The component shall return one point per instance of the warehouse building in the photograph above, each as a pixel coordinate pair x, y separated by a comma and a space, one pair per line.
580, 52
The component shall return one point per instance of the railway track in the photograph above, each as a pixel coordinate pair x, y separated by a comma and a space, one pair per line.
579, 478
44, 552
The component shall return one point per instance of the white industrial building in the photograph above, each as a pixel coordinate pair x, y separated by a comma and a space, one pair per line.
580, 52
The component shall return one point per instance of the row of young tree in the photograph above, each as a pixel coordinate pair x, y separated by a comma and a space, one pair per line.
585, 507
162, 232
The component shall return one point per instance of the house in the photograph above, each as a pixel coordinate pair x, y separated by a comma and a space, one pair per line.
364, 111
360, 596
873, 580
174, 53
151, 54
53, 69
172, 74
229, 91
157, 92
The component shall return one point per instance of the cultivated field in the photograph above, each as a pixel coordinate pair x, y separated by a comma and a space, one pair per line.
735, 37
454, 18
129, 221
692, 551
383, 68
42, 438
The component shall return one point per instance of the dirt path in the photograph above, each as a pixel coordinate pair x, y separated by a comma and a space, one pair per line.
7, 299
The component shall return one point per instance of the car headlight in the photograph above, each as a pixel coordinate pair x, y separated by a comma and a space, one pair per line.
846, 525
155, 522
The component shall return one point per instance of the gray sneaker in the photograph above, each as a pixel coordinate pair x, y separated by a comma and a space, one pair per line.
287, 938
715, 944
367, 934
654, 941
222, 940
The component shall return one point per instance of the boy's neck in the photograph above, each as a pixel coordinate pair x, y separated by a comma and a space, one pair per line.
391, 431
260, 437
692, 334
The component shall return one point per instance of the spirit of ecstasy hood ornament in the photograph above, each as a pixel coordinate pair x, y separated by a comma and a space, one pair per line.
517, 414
..........
WHAT TO PRODUCE
Reproduce every line from the one containing "The component shall return one point per instance of the dirt" down through the last line above, both ends included, keeping the lines that ask for points unchanged. Shift each coordinate in the answers by adding 91 to both numbers.

ANSWER TO THIS PROBLEM
The component shall return one point per instance of the dirt path in the photograph above, each as a pixel coordinate pair x, y separated by a comma and a space, one pair per line.
98, 390
The component shall return one point per instance of the car headlight in the photograph above, each as a pixel coordinate pair x, y separated by a comma and a space, one pair per line.
937, 616
246, 613
The component shall return one point per instance of the gray sneaker in the photograph above, each as a pixel coordinate pair x, y separated by a comma and a space, one pair per line.
378, 1029
806, 1035
458, 1025
745, 1032
313, 1031
The component shall return one point per instance of the boy's neck in the photograph above, each as a pixel coordinate pair x, y separated by a comma and a space, one pair per line.
482, 522
351, 528
783, 425
The component shall return one point per instance of the spirit of ecstasy hood ornament in the photograph above, each as a pixel coordinate pair x, y separated by a comma and a space, one pair per line.
608, 505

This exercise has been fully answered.